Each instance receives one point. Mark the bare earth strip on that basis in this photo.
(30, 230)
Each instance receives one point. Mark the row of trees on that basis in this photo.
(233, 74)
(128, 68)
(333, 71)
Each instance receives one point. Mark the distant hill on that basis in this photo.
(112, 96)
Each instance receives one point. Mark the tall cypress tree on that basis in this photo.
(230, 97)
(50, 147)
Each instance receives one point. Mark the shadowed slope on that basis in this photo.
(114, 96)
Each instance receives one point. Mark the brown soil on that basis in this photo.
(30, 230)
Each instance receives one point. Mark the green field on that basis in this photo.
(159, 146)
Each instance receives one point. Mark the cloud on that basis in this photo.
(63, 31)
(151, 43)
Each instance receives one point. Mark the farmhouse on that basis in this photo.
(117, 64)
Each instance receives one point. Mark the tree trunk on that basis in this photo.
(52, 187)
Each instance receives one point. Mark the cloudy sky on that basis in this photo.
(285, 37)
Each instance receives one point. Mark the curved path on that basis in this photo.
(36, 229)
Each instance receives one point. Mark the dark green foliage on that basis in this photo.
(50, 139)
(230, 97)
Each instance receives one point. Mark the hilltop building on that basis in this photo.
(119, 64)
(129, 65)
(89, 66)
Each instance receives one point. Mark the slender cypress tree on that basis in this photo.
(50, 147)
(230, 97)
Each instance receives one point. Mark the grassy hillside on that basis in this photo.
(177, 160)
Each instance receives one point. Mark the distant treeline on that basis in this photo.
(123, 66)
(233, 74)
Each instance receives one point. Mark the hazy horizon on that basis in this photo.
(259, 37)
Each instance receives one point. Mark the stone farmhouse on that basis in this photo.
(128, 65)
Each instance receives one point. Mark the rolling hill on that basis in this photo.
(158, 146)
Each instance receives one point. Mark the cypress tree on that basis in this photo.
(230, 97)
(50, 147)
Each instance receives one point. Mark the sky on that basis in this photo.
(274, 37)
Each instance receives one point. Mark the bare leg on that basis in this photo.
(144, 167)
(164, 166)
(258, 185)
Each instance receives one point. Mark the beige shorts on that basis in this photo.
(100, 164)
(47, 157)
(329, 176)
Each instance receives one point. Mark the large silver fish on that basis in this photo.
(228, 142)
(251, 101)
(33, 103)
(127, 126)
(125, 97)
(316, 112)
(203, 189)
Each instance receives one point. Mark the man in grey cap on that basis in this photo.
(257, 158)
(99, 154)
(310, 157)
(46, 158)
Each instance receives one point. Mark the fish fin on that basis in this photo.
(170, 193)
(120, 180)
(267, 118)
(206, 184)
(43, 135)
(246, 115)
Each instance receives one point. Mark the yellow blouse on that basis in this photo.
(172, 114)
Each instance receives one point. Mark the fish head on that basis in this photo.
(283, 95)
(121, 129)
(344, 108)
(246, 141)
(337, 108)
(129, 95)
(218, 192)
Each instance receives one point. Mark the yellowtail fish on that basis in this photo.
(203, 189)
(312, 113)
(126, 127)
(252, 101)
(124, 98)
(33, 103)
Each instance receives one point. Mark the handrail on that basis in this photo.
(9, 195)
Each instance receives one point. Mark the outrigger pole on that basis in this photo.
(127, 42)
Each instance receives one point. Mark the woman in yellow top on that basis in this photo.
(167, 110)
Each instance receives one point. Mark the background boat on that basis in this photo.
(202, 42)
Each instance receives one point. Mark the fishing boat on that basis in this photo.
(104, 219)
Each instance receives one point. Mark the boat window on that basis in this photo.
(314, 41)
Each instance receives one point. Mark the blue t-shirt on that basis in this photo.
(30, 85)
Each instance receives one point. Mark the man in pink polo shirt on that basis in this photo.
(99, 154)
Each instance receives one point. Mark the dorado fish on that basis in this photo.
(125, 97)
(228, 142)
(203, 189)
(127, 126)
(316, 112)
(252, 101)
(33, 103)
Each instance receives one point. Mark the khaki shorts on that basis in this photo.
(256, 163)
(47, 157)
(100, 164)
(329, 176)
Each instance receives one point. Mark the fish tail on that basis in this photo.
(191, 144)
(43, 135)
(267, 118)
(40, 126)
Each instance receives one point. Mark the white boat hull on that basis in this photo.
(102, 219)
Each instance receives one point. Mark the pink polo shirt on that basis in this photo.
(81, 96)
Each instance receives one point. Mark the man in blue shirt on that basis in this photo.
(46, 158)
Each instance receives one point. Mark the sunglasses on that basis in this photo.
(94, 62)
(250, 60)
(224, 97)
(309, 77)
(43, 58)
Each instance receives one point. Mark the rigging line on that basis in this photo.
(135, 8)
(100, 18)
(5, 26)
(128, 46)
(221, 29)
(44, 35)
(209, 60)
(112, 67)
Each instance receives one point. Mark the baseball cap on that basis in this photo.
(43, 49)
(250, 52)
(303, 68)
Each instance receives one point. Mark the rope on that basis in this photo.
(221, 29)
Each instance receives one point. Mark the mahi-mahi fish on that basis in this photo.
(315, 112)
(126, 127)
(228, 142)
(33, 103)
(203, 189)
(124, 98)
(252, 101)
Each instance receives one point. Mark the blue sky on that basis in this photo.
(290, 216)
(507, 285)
——————————
* **Work order**:
Copy each entry exactly, with nothing added or dropped.

* **Response to this exercise**:
Each instance receives one point. Mark the bare earth strip on that basis in this photo.
(30, 230)
Each instance receives one point. Mark the row of trees on that basis in this photo.
(233, 74)
(128, 68)
(333, 71)
Each instance receives one point. Mark the distant hill on that basis in this photo.
(112, 96)
Each instance receives one point. Mark the tall cypress tree on that basis in this photo.
(230, 97)
(50, 147)
Each instance receives one point. Mark the shadowed slope on that basis in this photo.
(114, 96)
Each instance receives one point. Mark the brown soil on that basis in this photo.
(30, 230)
Each instance receives one point. Mark the green field on that basis in this photo.
(159, 146)
Each instance receives one point. Mark the cloud on that basis in this photo.
(63, 31)
(151, 43)
Each instance receives one point. Mark the farmhouse on that basis in this photo.
(117, 64)
Each instance receives one point. Mark the tree trunk on that basis in this photo.
(52, 187)
Each instance receives one point. Mark the cloudy sky on that basis in this photo.
(285, 37)
Each instance receives one point. Mark the curved path on that basis in this photo.
(36, 229)
Each instance receives one point. Mark the dark green foliage on that basis in this photo.
(50, 139)
(230, 97)
Each instance receives one point. Mark the hilltop building on that basis in this photo.
(119, 64)
(129, 65)
(89, 66)
Each instance receives one point. Mark the slender cypress tree on that basis in this photo.
(50, 147)
(230, 97)
Each instance receives one point. Mark the grassy hillside on that basis in this photo.
(177, 160)
Each instance receives one point. Mark the distant treeline on that basis in this photo.
(123, 66)
(233, 74)
Each instance receives one point. Mark the hazy horizon on that basis in this photo.
(259, 37)
Each instance receives one point. Mark the stone farmhouse on that basis in this photo.
(128, 65)
Each instance receives one point. Mark the rolling hill on that basis in this photo.
(158, 146)
Each instance receives one point. Mark the cypress tree on that basis in this photo.
(230, 97)
(50, 147)
Each instance receives one point. Mark the sky on that basis in this photo.
(274, 37)
Each instance receives one point. Mark the bare leg on that basis in this photo.
(144, 167)
(164, 166)
(258, 185)
Each instance receives one point. Mark the beige shorts on that basis in this photo.
(100, 164)
(47, 157)
(329, 176)
Each instance receives one point. Mark the large silver fish on that basis in this photo.
(228, 142)
(251, 101)
(33, 103)
(127, 126)
(125, 97)
(316, 112)
(203, 189)
Each instance receives one point. Mark the man in grey cap on that basis in this photo.
(257, 158)
(99, 154)
(310, 157)
(46, 158)
Each instance receives one point. Mark the fish fin on that basis in this photo.
(170, 193)
(120, 180)
(267, 118)
(206, 184)
(43, 135)
(246, 115)
Each instance receives one point. Mark the yellow blouse on that basis in this photo.
(172, 114)
Each instance receives one point. Mark the fish head on that basis in this photo.
(283, 95)
(121, 129)
(344, 108)
(246, 141)
(337, 108)
(129, 95)
(218, 192)
Each instance receives one point. Mark the yellowtail fish on that basis in this photo.
(203, 189)
(312, 113)
(126, 127)
(252, 101)
(124, 98)
(33, 103)
Each instance receives one point. Mark the handrail on that basis in this photo.
(9, 195)
Each instance receives one point. Mark the outrigger pole on that basis in this photo.
(127, 42)
Each instance receives one point. Mark the woman in yellow top on that basis in this photo.
(167, 110)
Each instance receives one point. Mark the background boat on that basis in this photo.
(202, 42)
Each instance receives one point. Mark the fishing boat on that basis in this photo.
(104, 219)
Each instance receives one point. Mark the boat window on that basis in this photo.
(314, 41)
Each instance receives one point. Mark the blue t-shirt on that basis in this photo.
(30, 85)
Each instance receives one point. Mark the man in pink polo shirt on that basis in this photo.
(99, 154)
Each instance receives one point. Mark the dorado fish on that basis in this photo.
(125, 97)
(228, 142)
(203, 189)
(127, 126)
(316, 112)
(252, 101)
(33, 103)
Each instance receives one point. Mark the khaki shorts on that basis in this photo.
(256, 163)
(47, 157)
(100, 164)
(329, 176)
Each instance receives one point. Mark the fish tail on that basis in this photo.
(191, 144)
(43, 135)
(267, 118)
(40, 126)
Each instance receives one point. Mark the white boat hull on that basis in this photo.
(102, 219)
Each instance receives one point. Mark the pink polo shirt on that basis in this photo.
(81, 96)
Each instance receives one point. Mark the man in blue shirt on that basis in this photo.
(46, 158)
Each instance receives one point. Mark the sunglasses on that basis in this photo.
(94, 62)
(250, 60)
(224, 97)
(309, 77)
(43, 58)
Each instance receives one point. Mark the rigging line on that basis in this photo.
(135, 8)
(100, 18)
(5, 26)
(128, 46)
(221, 29)
(44, 35)
(209, 60)
(112, 67)
Each instance receives one point. Mark the baseball cap on that basis in this photo.
(43, 49)
(250, 52)
(303, 68)
Each instance receives one point. Mark the rope on that basis in this photo.
(221, 29)
Each instance receives one point. Mark the mahi-mahi fish on that basis in this photo.
(315, 112)
(126, 127)
(228, 142)
(33, 103)
(203, 189)
(124, 98)
(252, 101)
Each instance receives one point. Mark the blue sky on that basis in this photo.
(290, 216)
(507, 285)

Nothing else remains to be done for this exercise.